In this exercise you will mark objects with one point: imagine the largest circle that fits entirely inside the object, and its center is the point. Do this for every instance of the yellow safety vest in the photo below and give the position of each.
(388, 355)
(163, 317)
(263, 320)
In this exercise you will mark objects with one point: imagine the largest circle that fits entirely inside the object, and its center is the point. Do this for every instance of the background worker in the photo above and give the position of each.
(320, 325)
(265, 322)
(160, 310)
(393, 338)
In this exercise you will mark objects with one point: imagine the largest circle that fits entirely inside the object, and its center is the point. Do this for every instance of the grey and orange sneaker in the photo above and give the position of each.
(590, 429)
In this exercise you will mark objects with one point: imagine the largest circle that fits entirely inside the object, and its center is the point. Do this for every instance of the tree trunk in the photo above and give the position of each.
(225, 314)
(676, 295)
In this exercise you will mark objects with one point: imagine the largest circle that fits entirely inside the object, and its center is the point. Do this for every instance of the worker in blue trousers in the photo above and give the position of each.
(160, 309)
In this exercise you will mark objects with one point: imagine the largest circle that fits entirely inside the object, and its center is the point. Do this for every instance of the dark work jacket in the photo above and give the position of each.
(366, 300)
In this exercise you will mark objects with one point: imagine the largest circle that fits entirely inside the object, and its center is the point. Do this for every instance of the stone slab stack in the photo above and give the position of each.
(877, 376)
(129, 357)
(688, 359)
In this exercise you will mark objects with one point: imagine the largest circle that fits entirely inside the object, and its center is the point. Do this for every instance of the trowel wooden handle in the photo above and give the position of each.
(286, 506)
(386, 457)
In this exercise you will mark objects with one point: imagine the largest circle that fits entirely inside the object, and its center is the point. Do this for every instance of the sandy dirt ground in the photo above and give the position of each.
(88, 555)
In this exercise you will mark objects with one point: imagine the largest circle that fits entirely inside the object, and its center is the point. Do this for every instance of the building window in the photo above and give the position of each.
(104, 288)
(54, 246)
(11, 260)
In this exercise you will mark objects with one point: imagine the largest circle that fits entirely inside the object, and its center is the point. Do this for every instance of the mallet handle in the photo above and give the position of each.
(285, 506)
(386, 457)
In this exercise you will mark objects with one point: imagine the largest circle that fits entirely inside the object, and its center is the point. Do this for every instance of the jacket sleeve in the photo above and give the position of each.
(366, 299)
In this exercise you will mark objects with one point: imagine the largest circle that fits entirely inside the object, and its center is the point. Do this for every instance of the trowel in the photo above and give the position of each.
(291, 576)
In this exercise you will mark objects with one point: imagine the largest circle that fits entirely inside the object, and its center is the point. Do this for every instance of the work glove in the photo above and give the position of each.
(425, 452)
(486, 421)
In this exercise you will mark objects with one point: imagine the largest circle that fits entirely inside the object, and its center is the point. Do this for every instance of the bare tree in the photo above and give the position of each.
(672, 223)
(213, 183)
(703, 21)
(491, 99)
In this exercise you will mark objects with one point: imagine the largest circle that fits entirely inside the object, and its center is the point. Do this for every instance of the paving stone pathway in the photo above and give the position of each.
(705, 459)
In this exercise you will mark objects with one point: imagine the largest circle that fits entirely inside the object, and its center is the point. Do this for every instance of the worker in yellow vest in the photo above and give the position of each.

----------------

Given request:
Copy, word for word, the part of the records that opens with the line containing "of the jacket" and runs through the last line of the records, including both.

Result for this task:
In this exercise you will mark objects with one point: imagine the largest circle that fits entirely inside the object, and its center is the point. Do this for every instance of the jacket sleeve in the photo above and give the position of each.
(366, 299)
In this exercise you will mark objects with one point: imagine the largest circle that fits entirely inside the object, and its center is the point. Do this for every instance of the trowel in the photo above and give the position of each.
(291, 576)
In this exercise you will mark objects with one point: imagine the largest circle that fits entirely inside the object, and its center is the point. Do this for every instance of the work glove in the photo above and give the position of each.
(425, 452)
(486, 421)
In this exercise you will mark objects with one point: imagine the largest circle that fits entirely inside the object, and its center is the point. Do this for every instance of the bare tree in the photo above and give the position of each.
(672, 223)
(213, 183)
(703, 21)
(491, 99)
In this exercise you will mark objects with one point: imagine the largest circle that fits entirely inside the object, and its center is the point. Do this for every instance of the paving stone pathway in the photo above and give the position of each.
(705, 459)
In this exercise you will mark objects with one point: imagine the largest circle that fits entirely inside the object, and its center is the point. Do this for every instance of the worker in yellow vest in the photo above and give the position of each.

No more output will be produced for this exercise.